**WHAT YOU SHOULD DO:** Return each entry exactly, omitting nothing.

[Dataset entries]
┏━━

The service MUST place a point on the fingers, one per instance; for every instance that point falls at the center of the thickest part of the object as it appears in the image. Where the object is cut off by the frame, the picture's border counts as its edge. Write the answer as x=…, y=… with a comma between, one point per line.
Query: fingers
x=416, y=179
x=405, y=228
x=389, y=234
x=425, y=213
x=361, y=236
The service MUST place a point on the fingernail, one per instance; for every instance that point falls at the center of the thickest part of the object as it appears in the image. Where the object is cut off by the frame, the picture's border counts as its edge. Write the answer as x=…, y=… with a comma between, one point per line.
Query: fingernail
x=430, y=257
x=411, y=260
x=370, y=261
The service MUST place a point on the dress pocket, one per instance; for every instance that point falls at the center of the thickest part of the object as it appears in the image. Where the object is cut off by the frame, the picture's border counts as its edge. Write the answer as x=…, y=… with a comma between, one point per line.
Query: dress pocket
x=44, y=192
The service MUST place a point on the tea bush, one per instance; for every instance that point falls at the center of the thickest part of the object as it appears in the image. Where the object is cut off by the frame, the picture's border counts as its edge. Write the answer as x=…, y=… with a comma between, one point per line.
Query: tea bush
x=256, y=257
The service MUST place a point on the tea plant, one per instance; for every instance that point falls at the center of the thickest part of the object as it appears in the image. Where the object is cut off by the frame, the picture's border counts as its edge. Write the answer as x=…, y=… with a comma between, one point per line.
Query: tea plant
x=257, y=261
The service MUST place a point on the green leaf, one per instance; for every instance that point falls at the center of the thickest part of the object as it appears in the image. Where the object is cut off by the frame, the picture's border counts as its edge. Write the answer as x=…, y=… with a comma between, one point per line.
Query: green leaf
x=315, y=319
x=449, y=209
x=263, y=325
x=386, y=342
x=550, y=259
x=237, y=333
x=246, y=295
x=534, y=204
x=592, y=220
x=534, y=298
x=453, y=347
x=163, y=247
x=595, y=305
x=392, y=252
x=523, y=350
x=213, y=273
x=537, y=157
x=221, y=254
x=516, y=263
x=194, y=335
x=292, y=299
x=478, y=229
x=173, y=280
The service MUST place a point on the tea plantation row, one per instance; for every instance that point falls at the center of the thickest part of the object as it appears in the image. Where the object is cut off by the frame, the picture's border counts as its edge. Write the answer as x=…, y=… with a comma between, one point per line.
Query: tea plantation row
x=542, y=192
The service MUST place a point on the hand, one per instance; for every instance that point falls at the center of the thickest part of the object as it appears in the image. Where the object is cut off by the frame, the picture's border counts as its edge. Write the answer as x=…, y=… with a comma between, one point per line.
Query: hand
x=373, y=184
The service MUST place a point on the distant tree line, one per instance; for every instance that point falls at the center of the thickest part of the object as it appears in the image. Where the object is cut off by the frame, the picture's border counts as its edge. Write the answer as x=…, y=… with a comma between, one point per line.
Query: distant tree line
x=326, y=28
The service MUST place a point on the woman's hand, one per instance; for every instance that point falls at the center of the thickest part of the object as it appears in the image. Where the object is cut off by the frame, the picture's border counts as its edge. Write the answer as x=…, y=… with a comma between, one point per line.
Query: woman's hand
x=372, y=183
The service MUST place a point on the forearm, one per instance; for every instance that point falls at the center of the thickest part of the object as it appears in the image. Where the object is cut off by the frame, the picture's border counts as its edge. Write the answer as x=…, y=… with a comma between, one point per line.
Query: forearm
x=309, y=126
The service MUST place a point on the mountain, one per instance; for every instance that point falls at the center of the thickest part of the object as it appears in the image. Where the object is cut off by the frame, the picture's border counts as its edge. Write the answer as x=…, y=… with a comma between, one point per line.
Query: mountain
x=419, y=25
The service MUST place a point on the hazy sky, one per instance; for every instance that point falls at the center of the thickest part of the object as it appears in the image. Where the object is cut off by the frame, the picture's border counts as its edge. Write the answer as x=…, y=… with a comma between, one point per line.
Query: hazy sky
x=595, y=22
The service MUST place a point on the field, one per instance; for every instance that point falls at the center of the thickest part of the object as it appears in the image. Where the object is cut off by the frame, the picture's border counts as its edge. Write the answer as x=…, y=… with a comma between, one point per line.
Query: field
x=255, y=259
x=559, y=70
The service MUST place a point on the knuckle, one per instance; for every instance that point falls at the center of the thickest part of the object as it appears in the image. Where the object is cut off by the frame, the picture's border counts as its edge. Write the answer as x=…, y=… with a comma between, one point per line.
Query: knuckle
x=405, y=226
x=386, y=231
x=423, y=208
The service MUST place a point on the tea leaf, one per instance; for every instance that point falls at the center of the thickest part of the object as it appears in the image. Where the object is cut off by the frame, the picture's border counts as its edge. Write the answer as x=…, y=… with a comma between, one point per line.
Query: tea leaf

┗━━

**RESPONSE BOX:**
The service MUST place a point on the fingers, one per instance; for every instance that point falls at the center of the thickest part of the object as it appears in the image. Where the object is cut off by the frame, the picture's border counts as its edge. Write the answer as x=…, y=… with a comma between, one point per line.
Query: fingers
x=416, y=179
x=405, y=228
x=389, y=234
x=425, y=213
x=361, y=236
The service MUST place a point on the fingernail, one per instance; for every instance that point falls at the center of the thickest part of the object as it appears in the image. Where the object is cut off by the frame, the picture's border counts as its edge. Write the answer as x=…, y=… with a comma between, one point per line.
Query: fingernail
x=430, y=257
x=411, y=260
x=370, y=261
The service MUST place a point on the dress pocket, one per instance; for every instance that point falls at the center of the thickest part of the object as it appears in the image. Where the object is cut off by the frame, the picture's border counts as its edge. Write the answer as x=…, y=… with a comma between, one point per line.
Query: dress pocket
x=44, y=192
The service MUST place a point on the tea bush, one per instance; for every instance that point falls at the center of the thickest part of the object as it appears in the image. Where the object is cut off by the frame, the picture's border counts as its edge. Write the answer as x=…, y=… with a comma between, one point per line.
Query: tea bush
x=256, y=257
The service MUST place a point on the tea plant, one per instance; for every instance that point falls at the center of the thickest part of the object as it appears in the image. Where the object is cut off by the frame, the picture's border counts as its edge. Write the answer as x=…, y=… with a comma between, one point per line.
Query: tea plant
x=257, y=261
The service MUST place a point on the green leaf, one per instance; for every instance that point falls at the center of the thickest part of the object as it appears in the image. Where the object is cut off by the frame, the picture's border counts as its edge. Write the answer as x=…, y=… with a comma between, one point per line.
Query: green leaf
x=315, y=319
x=449, y=209
x=263, y=325
x=386, y=342
x=550, y=259
x=237, y=333
x=246, y=295
x=534, y=204
x=592, y=220
x=534, y=298
x=453, y=347
x=163, y=247
x=595, y=305
x=392, y=252
x=523, y=350
x=213, y=273
x=537, y=157
x=221, y=254
x=516, y=263
x=194, y=335
x=292, y=299
x=478, y=229
x=173, y=280
The service MUST place a point on the tea plantation row, one per instance; for every instance that point falls at the center of the thickest part of the object as it appears in the image. Where the object is cut off by the frame, the picture's border counts as its edge. Write the answer as x=…, y=… with a comma between, one point per line.
Query: tea plantation row
x=542, y=192
The service MUST place a point on the hand, one per instance; for every instance that point falls at the center of the thickest part of the object as it appears in the image. Where the object is cut off by the frame, the picture's border counts as its edge. Write the answer as x=…, y=… with a comma between, one point per line.
Query: hand
x=373, y=184
The service MUST place a point on the distant tree line, one per instance; for every instance that point falls at the center of the thickest part of the object as it appears in the image. Where the object is cut off by the frame, the picture's border counts as its edge. Write the answer as x=…, y=… with a comma between, one point per line.
Query: distant tree line
x=326, y=28
The service MUST place a point on the woman's hand, one per instance; for every instance that point falls at the center of the thickest part of the object as it appears in the image. Where the object is cut off by the frame, the picture's border counts as its edge. Write the answer as x=…, y=… with a comma between, one point per line.
Query: woman's hand
x=372, y=183
The service MUST place a point on the forearm, one per instance; for every instance that point falls at the center of the thickest part of the object as it appears in the image. Where the object is cut off by the frame, the picture's border counts as its edge. Write the answer as x=…, y=… with a comma between, one point per line.
Query: forearm
x=309, y=126
The service MUST place a point on the mountain, one per instance; for every instance that point falls at the center of the thickest part of the object as it appears in the image. Where the object is cut off by the frame, the picture's border counts as its edge. Write the answer as x=…, y=… with a comma between, one point per line.
Query: mountain
x=419, y=25
The service MUST place a point on the hazy sky, one per instance; for every instance that point falls at the center of the thickest part of the object as it appears in the image. Where the object is cut off by the frame, the picture's border counts as its edge. Write the answer as x=…, y=… with a comma between, one point per line.
Query: hazy sky
x=595, y=22
The service MUST place a point on the field, one per instance; for every instance that point falls at the center of the thickest part of the object as it appears in the image. Where the object is cut off by the frame, the picture's border counts as its edge. Write the answer as x=…, y=… with a comma between, one point per line.
Query: field
x=255, y=259
x=559, y=70
The service MUST place a point on the knuckle, one per instance; for every instance that point falls at the center of the thickest part of the object as it appears in the image. Where the object is cut off by the frame, the picture's border counts as its edge. Write the answer as x=…, y=… with a comma between, one point per line.
Query: knuckle
x=405, y=226
x=386, y=231
x=423, y=208
The service MUST place a point on the tea leaf, one per instance; for every instance that point falls at the center of the thickest part of the object as it appears in the image. Where the object is cut off by the frame, the picture's border counts as its edge. Write the answer as x=…, y=… with a comma between, one point per line.
Query: tea leaf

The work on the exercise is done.